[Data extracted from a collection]
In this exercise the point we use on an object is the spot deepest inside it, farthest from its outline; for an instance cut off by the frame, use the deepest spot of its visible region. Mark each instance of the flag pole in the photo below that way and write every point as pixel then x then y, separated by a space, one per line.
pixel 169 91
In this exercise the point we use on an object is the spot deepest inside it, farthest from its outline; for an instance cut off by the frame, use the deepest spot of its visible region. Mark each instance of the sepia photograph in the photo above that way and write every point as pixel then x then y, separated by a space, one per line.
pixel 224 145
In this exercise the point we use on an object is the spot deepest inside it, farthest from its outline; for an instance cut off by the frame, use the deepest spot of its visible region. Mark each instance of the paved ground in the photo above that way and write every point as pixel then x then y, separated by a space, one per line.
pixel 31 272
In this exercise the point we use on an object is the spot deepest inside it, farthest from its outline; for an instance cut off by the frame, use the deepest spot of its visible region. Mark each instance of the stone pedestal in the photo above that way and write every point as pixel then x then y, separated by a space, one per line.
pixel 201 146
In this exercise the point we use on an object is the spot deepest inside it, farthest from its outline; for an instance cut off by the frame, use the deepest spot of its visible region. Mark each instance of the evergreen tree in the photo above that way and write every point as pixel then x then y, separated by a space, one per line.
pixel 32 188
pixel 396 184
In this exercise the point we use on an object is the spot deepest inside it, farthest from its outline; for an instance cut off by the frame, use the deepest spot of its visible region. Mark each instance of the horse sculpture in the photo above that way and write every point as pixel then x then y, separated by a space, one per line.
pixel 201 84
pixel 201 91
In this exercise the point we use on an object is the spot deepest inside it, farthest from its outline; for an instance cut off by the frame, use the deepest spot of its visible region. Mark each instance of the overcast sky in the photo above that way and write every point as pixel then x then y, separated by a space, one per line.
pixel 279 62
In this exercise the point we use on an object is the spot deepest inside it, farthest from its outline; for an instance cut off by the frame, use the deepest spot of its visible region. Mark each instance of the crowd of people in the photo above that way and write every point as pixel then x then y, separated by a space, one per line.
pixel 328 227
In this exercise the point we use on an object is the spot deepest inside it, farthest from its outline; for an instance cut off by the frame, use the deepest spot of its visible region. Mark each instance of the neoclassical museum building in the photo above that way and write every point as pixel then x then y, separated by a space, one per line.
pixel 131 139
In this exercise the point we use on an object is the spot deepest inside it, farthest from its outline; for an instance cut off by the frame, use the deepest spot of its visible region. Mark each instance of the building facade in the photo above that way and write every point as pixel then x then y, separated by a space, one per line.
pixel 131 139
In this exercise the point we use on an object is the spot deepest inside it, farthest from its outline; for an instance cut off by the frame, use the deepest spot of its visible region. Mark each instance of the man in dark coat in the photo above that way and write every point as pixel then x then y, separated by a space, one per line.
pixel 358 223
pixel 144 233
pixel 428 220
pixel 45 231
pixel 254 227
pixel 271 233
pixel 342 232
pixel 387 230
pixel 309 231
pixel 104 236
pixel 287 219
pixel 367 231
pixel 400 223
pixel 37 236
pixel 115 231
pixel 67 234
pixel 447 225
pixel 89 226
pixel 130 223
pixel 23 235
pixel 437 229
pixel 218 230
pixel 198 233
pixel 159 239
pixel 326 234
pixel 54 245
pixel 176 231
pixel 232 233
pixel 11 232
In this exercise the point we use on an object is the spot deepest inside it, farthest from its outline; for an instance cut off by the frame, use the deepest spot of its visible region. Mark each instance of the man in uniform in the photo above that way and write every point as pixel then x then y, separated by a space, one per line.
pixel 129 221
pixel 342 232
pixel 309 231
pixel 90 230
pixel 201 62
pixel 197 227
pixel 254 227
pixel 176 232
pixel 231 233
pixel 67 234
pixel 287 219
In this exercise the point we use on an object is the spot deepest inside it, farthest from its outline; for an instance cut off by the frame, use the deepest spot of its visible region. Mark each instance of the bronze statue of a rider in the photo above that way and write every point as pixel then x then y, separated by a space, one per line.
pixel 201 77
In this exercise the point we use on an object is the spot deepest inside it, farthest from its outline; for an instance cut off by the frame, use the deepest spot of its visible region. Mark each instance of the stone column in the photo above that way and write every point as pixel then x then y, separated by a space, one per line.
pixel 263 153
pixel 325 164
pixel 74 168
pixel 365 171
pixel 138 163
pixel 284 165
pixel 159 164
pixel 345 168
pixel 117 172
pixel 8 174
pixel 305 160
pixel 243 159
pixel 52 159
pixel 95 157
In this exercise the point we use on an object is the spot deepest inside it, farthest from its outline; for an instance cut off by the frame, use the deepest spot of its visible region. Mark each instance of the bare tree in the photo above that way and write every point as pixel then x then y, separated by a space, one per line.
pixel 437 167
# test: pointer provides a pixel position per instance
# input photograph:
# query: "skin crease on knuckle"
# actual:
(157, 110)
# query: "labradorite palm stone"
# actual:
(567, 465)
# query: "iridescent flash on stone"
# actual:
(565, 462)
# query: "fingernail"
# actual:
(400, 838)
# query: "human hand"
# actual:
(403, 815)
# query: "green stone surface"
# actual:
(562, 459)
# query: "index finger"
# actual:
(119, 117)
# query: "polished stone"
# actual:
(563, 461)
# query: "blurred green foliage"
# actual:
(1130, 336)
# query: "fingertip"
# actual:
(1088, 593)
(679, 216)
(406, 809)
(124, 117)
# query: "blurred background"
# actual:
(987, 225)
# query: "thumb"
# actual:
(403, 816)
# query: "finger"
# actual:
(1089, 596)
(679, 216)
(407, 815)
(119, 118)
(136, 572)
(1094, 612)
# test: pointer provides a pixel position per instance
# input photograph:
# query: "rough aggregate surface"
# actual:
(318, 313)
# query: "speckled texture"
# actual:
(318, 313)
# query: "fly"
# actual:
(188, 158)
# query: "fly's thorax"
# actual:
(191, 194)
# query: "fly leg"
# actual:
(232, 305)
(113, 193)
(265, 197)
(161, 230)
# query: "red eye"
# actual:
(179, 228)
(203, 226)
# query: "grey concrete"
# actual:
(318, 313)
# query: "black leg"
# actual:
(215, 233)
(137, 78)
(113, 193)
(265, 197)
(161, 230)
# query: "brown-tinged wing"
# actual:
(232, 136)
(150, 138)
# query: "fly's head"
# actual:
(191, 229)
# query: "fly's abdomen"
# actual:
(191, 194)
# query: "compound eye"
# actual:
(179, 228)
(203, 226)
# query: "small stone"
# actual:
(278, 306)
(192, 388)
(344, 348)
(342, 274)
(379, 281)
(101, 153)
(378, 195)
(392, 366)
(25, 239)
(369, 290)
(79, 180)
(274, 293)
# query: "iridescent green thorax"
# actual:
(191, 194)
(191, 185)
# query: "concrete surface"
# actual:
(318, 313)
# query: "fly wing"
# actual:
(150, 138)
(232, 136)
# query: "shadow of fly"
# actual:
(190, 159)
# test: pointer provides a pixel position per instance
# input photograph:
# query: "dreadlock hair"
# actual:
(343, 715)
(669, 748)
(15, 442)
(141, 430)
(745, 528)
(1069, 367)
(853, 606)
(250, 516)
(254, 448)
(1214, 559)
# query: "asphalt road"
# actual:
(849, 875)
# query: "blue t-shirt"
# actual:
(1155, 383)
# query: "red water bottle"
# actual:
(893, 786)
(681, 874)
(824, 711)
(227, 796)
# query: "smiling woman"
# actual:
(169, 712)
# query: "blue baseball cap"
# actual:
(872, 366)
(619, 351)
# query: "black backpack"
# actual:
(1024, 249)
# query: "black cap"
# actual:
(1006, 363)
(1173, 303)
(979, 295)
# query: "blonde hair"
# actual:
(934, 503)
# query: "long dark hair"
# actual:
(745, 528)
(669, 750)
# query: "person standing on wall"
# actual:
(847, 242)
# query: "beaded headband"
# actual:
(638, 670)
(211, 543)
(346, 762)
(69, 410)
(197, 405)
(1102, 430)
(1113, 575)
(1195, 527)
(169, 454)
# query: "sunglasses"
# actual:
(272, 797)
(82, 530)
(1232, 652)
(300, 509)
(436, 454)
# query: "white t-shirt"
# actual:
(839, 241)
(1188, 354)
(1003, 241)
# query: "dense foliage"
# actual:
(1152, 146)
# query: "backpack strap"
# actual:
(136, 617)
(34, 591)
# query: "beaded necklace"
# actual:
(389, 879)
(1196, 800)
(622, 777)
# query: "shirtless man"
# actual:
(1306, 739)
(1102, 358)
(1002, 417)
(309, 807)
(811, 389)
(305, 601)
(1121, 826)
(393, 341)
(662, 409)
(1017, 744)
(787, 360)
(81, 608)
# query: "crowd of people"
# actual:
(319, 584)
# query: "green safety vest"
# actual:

Exercise details:
Report all lines of the data above that include the string "backpack".

Result:
# query: "black backpack"
# query: "backpack strap"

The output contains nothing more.